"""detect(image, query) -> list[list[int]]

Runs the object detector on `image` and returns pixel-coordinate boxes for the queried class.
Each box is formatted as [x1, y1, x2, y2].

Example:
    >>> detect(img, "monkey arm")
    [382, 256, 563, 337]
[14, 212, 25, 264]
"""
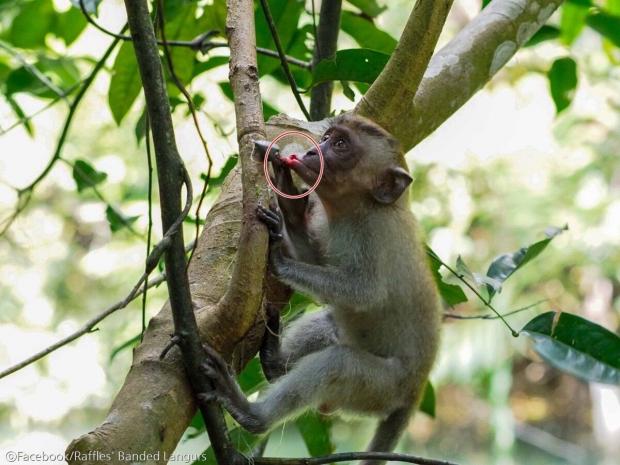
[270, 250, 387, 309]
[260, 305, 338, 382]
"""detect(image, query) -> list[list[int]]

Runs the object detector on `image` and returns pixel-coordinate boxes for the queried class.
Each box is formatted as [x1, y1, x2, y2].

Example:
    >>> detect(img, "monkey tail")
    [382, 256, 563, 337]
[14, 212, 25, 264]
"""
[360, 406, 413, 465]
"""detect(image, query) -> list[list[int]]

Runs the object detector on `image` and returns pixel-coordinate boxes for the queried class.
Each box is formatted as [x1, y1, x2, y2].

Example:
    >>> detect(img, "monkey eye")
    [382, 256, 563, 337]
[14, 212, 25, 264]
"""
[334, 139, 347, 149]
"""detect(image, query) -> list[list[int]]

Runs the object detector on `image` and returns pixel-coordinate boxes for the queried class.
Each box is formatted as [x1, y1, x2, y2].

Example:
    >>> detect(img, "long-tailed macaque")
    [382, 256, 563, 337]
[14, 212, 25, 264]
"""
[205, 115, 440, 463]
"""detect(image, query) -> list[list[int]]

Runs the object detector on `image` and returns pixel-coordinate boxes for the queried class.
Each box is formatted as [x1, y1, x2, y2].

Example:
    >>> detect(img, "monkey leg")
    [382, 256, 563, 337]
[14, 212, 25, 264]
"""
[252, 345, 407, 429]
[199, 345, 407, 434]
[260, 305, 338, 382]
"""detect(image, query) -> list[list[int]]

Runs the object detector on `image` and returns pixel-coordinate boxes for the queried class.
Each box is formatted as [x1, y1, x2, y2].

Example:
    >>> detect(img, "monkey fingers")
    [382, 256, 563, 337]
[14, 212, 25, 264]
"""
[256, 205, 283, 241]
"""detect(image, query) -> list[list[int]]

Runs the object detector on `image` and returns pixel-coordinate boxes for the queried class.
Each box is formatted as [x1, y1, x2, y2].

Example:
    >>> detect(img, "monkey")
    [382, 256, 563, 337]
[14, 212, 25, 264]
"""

- Aim of the task -
Print all entries exactly. The images do not belong in the copy.

- Answer to the exercise -
"""detect(image, query) -> list[list[int]]

Runs the object detector on `image` and returns pixel-coordinate boxes for the queried class.
Each box is formatted as [x1, y1, x2, y2].

Example:
    >>> detect(img, "monkey arm")
    [382, 256, 563, 337]
[14, 212, 25, 264]
"""
[270, 250, 387, 309]
[260, 305, 338, 382]
"""detect(image, query) -> list[list[int]]

Runs the object detector on `image` and returns pixel-coordinate boxes for the queried class.
Each box is formatted as [x1, y1, x2, y2].

Example:
    >>> detect(img, "monkey tail")
    [382, 256, 563, 337]
[14, 212, 25, 264]
"""
[360, 406, 413, 465]
"""detect(image, query) -> list[list[int]]

Runs the object detector on `image` and returns pixel-coordinate boxes for the queried class.
Each box is formatted as [x1, y1, x2, y2].

Example:
    >>> detect(img, "monkey eye")
    [382, 256, 563, 337]
[14, 212, 25, 264]
"""
[334, 139, 347, 149]
"""detect(image, query) -> list[list[int]]

Runs the object detector on `image` and returns pixel-coordinate boxes for the queried class.
Each box is formatted as [x1, y1, x2, y2].

Example:
    >>> detect(img, "long-tailed macaque")
    [382, 256, 563, 337]
[14, 212, 25, 264]
"""
[205, 115, 440, 463]
"""detect(image, query) -> list[list[int]]

Runs the object detector on `image` and returns pixel-coordinate boxes for the queried class.
Each box is formatted as [x1, y1, x2, y2].

Example:
    >>> detect(img, "monkey leg")
    [382, 256, 563, 337]
[14, 212, 25, 264]
"""
[252, 345, 407, 429]
[199, 345, 407, 434]
[260, 305, 338, 382]
"""detect(image, query) -> list[list[int]]

Runs the object detector on `image` and returns pixel-coordinate boxes for the queried class.
Each box is formatted as [x1, y1, x2, y2].

Example:
    >>> detect(img, "monkey fingers")
    [382, 256, 563, 337]
[14, 212, 25, 264]
"""
[256, 205, 283, 241]
"""detect(image, query) -> list[list[int]]

Runs the object detector on `image` and returns pixel-coordinate boxes for the queried class.
Each box is formatted as [x1, y1, x2, y2].

Example:
    >>> detect(img, "monkey")
    [382, 256, 563, 337]
[14, 212, 25, 264]
"""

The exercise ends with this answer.